##### Dataset entries #####

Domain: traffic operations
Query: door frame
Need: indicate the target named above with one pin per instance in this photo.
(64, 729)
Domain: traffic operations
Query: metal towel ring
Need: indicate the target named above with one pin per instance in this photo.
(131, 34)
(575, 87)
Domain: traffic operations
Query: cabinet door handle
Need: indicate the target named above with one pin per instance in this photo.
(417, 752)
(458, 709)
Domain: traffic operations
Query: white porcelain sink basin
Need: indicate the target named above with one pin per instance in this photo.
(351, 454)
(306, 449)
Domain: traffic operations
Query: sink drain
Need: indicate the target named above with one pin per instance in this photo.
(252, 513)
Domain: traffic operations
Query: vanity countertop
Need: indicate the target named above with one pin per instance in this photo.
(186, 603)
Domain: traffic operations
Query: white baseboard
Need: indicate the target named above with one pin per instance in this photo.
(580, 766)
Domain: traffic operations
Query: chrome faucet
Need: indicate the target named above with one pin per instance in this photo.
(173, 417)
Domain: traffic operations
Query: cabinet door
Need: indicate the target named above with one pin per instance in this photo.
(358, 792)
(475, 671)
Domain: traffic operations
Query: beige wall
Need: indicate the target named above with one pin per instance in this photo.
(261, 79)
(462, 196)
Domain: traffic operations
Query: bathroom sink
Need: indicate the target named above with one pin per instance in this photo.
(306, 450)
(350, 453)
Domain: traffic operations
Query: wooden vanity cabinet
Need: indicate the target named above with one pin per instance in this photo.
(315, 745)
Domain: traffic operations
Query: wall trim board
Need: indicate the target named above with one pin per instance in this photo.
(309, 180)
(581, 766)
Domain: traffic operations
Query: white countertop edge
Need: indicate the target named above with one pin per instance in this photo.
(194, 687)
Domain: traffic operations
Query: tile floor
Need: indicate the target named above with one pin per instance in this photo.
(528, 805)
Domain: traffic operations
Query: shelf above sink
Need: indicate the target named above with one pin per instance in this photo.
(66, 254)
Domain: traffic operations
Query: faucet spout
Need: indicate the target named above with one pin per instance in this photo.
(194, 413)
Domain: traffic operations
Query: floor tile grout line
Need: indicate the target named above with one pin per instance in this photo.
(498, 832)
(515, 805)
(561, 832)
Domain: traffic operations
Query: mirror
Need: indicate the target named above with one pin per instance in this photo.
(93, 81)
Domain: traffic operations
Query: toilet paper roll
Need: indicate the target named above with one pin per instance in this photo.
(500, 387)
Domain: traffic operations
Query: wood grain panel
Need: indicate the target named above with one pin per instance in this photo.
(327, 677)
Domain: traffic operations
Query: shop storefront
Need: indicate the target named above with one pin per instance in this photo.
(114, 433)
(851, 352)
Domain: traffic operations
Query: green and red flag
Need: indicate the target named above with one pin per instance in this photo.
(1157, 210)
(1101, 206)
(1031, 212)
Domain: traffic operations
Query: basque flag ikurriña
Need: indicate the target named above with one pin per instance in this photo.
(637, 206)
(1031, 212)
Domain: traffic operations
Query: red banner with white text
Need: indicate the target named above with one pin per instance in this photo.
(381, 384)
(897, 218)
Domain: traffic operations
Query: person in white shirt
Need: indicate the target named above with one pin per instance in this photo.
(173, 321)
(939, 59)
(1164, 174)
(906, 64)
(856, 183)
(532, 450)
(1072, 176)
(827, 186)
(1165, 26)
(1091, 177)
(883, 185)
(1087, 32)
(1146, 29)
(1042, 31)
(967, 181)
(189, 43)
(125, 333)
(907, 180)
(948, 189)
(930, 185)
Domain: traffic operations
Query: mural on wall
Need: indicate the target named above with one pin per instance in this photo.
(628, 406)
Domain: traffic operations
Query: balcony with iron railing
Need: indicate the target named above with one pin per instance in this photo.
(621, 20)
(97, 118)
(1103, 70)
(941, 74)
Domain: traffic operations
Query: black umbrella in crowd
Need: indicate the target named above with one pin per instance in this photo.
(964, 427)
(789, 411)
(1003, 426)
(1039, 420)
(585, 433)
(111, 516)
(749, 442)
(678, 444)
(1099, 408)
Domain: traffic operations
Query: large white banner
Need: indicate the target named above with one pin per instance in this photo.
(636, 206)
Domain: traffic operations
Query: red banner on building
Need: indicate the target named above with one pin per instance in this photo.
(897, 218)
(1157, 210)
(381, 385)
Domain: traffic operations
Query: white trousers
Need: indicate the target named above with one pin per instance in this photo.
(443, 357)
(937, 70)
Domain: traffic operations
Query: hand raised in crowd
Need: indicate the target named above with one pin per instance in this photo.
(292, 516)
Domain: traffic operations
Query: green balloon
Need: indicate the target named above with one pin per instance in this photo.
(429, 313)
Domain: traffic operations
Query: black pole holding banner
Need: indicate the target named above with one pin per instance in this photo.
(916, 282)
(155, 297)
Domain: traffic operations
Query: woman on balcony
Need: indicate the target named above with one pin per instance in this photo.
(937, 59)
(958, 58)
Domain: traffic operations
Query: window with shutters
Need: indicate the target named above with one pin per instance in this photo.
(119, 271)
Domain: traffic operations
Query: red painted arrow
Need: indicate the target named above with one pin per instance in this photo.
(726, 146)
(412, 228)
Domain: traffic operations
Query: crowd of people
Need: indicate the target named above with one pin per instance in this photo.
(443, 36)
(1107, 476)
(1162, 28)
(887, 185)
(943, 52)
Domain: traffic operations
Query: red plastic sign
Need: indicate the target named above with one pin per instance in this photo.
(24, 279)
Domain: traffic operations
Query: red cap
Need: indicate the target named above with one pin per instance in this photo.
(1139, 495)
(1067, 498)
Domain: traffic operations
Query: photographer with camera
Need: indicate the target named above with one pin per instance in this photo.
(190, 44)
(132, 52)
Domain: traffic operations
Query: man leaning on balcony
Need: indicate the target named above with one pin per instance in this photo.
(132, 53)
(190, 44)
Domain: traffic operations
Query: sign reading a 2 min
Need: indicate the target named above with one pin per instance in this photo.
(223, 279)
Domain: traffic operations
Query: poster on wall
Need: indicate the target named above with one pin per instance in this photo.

#####

(Your objective): Set every entry down verbatim.

(Exercise answer):
Domain: traffic operations
Query: door frame
Need: indicate the target named above with one pin per instance in this photo.
(64, 729)
Domain: traffic operations
Query: metal towel ring
Need: indicate the target named above with one pin per instance in this photo.
(131, 34)
(575, 87)
Domain: traffic operations
Query: cabinet door handle
Need: indicate the target named above with one pin per instance in this photo.
(417, 752)
(458, 709)
Domain: traffic operations
Query: white porcelain sink basin
Need: indicate the target named above with one pin per instance in this photo.
(351, 454)
(306, 449)
Domain: traffic operations
Query: sink drain
Need: indicate the target named above with one pin per instance in this photo.
(252, 513)
Domain: traffic operations
Query: vanity countertop
Need: indicate the target named above with one pin per instance in this photo.
(186, 603)
Domain: traffic operations
Query: white baseboard
Need: indicate the target named above with one pin per instance in this photo.
(580, 766)
Domain: traffic operations
Query: chrome faucet
Need: indicate the target named above with one pin per instance in this photo.
(173, 417)
Domain: traffic operations
Query: cabinet door
Need: indicate the target named above with one pin per instance in this photo.
(358, 792)
(475, 671)
Domain: traffic operations
Query: beige wall
Need: indicate the target named above with one pin per instance in this photo.
(261, 79)
(462, 196)
Domain: traffic operations
Query: bathroom sink
Need: indicate the target named above with one pin per instance in this photo.
(306, 450)
(350, 453)
Domain: traffic operations
Query: wooden vanity cabinet
Need: indicate the target named above with one pin per instance in this photo.
(315, 745)
Domain: traffic operations
Query: wall trim board
Need: indicate the target named above with one pin per instance in this photo.
(309, 180)
(581, 766)
Domain: traffic operations
Query: white countertop edge
Need: indicate the target named above with one pin per instance in this photo.
(194, 687)
Domain: traffic operations
Query: tile floor
Need: indicate the target named above with one pin per instance in this photo.
(528, 805)
Domain: traffic operations
Query: shelf above sink
Need: indicate the target named above with one pin per instance in this photo.
(66, 254)
Domain: traffic operations
Query: faucet spout
Need: indicate the target named above with one pin per instance in this photo.
(194, 413)
Domain: traffic operations
Query: floor tile grout line
Need: indicate the target named above with one pin per instance in this photo.
(498, 832)
(515, 805)
(561, 832)
Domain: traffic operations
Query: mirror
Need: indicate the target named above with one pin per instance in this photo.
(93, 81)
Domain: traffic operations
Query: toilet paper roll
Need: indicate the target named above with one pin per instance in this photo.
(500, 387)
Domain: traffic operations
Query: wood grain panel
Need: indicate the target named above with one pin per instance in this photo.
(327, 677)
Domain: traffic operations
Query: shop storefront
Need: indicate the target named above with one pin per instance in this photo.
(114, 433)
(851, 352)
Domain: traffic operations
Query: green and red flag
Need: indicate the target named above with one pin per instance in this photo.
(1157, 210)
(1101, 206)
(1031, 212)
Domain: traffic operations
Query: basque flag ikurriña
Need: indicate the target named above with one pin per instance in this photo.
(637, 206)
(1031, 212)
Domain: traffic operations
Query: red banner with white text
Need: indicate the target named above with one pin per instance in this photo.
(381, 384)
(897, 218)
Domain: traffic operations
Query: person in white shirt
Need: indicate the target named above with one pin per instance in this photo.
(173, 321)
(939, 59)
(1164, 174)
(906, 64)
(856, 183)
(532, 450)
(1072, 176)
(827, 186)
(1165, 26)
(1091, 177)
(883, 185)
(1087, 32)
(1146, 29)
(1042, 31)
(967, 181)
(189, 43)
(125, 333)
(907, 180)
(948, 189)
(930, 185)
Domain: traffic operations
Query: mural on wall
Need: indicate the target named above with one pin per instance in this photo.
(628, 406)
Domain: traffic operations
Query: balcony with iron railing
Need: indicate the target named above with one pin per instance in this photo.
(621, 20)
(97, 118)
(1103, 70)
(941, 74)
Domain: traffic operations
Query: black umbrella in crowd
Need: indicate the target named above with one pin per instance in this photo.
(964, 427)
(789, 411)
(1003, 426)
(1039, 420)
(585, 433)
(111, 516)
(749, 442)
(678, 444)
(1099, 408)
Domain: traffic operations
Query: large white banner
Need: indicate the target named above with one pin per instance in this photo.
(636, 206)
Domain: traffic operations
Query: red banner on building
Need: indicate the target named above with one pin per instance in this photo.
(897, 218)
(1157, 210)
(381, 385)
Domain: traffic operations
Query: white trousers
Need: indicate the target named above with one pin per instance in this photo.
(443, 357)
(937, 70)
Domain: traffic operations
Query: hand raised in crowd
Need: indicate the target named above with one pin per instance in this photo.
(292, 516)
Domain: traffic operations
Query: green balloon
Need: indicate the target named above with one pin per instance in this photo.
(429, 313)
Domain: traffic operations
Query: black pole holding banner
Need: indicate the target named above with one pin per instance in this photo.
(916, 282)
(155, 297)
Domain: traffic operations
Query: woman on balcony
Need: indicate the target named above with one pin per instance in this photo.
(937, 59)
(958, 58)
Domain: traffic operations
Query: window with shutters
Need: indicate the target named above with one pin per instance in this photo.
(119, 271)
Domain: traffic operations
Query: red painted arrow
Need: indicate the target named above with one pin per instance in this photo.
(726, 146)
(412, 228)
Domain: traffic operations
Query: crowd of people
Need: indicate the target named above with one pin per instance in this photo.
(443, 36)
(1107, 476)
(1162, 28)
(887, 185)
(943, 52)
Domain: traffic operations
Query: red plastic sign
Need: indicate the target named above with one pin per instance in this photo.
(24, 279)
Domain: traffic operations
Query: red cap
Need: indicate the target named above with one pin per instance in this photo.
(1139, 495)
(1067, 498)
Domain: traffic operations
Query: photographer with camera
Need: indicate the target named above with one pin per instance in this photo.
(190, 44)
(132, 52)
Domain: traffic operations
Query: man leaning on balcony
Need: indicate the target named above with one pin per instance in this photo.
(132, 53)
(190, 44)
Domain: traffic operations
Query: sign reading a 2 min
Need: indicate the target named above with one pin per instance in this photo.
(223, 279)
Domain: traffic operations
Query: poster on wall
Need: indicate the target named above with one pin per instance in this photo.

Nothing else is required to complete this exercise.